* [Assigned task] Below is a listing to write out in full, exactly as given, without its pictures.
━━━━━ Data records
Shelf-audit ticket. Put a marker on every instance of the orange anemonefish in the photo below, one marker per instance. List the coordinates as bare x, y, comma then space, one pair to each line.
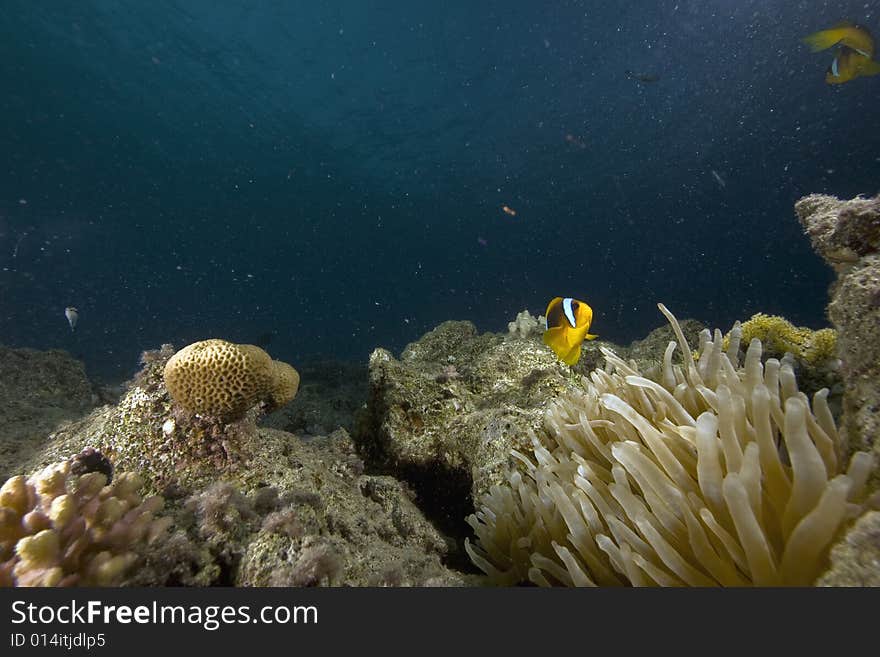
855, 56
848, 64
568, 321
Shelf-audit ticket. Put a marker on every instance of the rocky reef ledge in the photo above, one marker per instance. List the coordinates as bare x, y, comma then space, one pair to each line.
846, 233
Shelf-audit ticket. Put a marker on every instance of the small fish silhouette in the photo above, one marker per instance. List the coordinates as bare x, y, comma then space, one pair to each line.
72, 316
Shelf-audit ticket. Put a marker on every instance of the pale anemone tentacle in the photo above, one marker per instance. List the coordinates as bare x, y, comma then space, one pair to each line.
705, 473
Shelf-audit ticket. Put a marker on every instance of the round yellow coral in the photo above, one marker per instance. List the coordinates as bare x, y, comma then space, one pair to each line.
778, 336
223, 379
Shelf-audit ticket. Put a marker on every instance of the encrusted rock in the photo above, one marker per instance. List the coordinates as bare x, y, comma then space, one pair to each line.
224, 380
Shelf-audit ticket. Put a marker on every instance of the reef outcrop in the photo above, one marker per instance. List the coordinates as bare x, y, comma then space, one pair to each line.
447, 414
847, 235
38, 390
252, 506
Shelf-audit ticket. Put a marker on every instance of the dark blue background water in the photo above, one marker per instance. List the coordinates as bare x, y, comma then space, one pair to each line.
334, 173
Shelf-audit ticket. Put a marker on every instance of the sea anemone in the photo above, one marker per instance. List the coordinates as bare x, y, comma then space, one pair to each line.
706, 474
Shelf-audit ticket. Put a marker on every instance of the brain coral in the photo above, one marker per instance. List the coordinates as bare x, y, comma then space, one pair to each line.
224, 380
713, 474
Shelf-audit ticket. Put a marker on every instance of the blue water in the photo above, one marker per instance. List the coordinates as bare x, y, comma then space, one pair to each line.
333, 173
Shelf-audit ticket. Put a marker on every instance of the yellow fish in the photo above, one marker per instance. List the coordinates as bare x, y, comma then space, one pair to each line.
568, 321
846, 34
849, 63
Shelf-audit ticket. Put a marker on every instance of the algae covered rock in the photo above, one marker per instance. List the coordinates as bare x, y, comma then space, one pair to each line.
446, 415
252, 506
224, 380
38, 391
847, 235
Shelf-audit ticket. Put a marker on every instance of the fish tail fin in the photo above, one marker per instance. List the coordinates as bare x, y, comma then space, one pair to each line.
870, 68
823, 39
━━━━━━━━━━
* [Reply]
Shelf-audit ticket. Put a marker on every instance of the orange anemonefish in the photo below, one marker per instance. List the coordinates as bare x, y, comma then space, one pair to each line.
855, 56
848, 64
568, 321
Shelf-audit ticket. Put a marker on every instance of the rocky reef ledge in the photo above, one marker per instance. List the coordinates as bare x, y, comma then space, one pair to each line.
846, 233
Shelf-audit ticket. Put a marker on every instance of the small fish silhouette in the photo above, one marker per instance. List the coordinates as bare x, y, comma then space, one pair to each line.
72, 316
Shelf-audit ticket. Put a marker on every instance of the pale anemone tentacle in the photo above, one marker per instance. List the coordinates as bare x, y, comma then space, one pair to each line.
705, 473
Shelf-audit ticket. Put a marker on every instance of the round yellow coral in the photo above, one marker per instance. List the coordinates as bare x, y, comma then space, one pair to each line.
778, 336
223, 379
Shelf-audit ticket. Put a marker on every instance of the encrusted rock in the photo above, one marker per instance. List the coordinates as bare x, y, comma then space, one pair to each line.
224, 380
Shelf-audit ticket. Put a marker on every instance of the reef outcrop in the photo above, one marker per instance. List the coordinates as bare x, y, comma then space, one pair to each line.
447, 414
847, 235
38, 390
252, 506
Shelf-audit ticket. Put a marker on every instance of the dark blue background water in the photo above, one marker per instance. List the coordinates as bare x, y, comma then space, one pair to each line.
334, 173
Shelf-audit ticket. Put a marker on every instance of the sea anemone in the photo above, one marker per instance. List the coordinates as bare x, y, comma then space, one pair to each line.
706, 474
Shelf-audit ticket. Put a marker on every instance of the brain coral in the photo above, one marker per instance. List the coordinates as bare x, y, comma then space, one pair to each line.
224, 380
713, 474
Shelf-audit ticket. Put a marker on every instance of the blue water in the photo above, one marker per instance. List the coordinates as bare x, y, comma then space, one pair to each line.
333, 173
Shelf-audit ticket. Put a marker on every instance of the yellow fish in the photo above, one marker per instance. List the coordinates as bare x, y, comma then space, one pair to each line.
568, 321
846, 34
849, 63
Shelf-audit ticket. Put a marker on every instance of the algae covered rock in the photo above, one marker per instance. List the coordinates as bare x, y, comma then space, one pair to each line.
446, 415
252, 506
224, 380
38, 391
847, 235
Shelf-audit ticket. Put a marker on every instance of the fish tail fin in the photo above, one marker per instance. List the coordinates as bare x, y, comma then space, one pair to each line.
870, 68
823, 39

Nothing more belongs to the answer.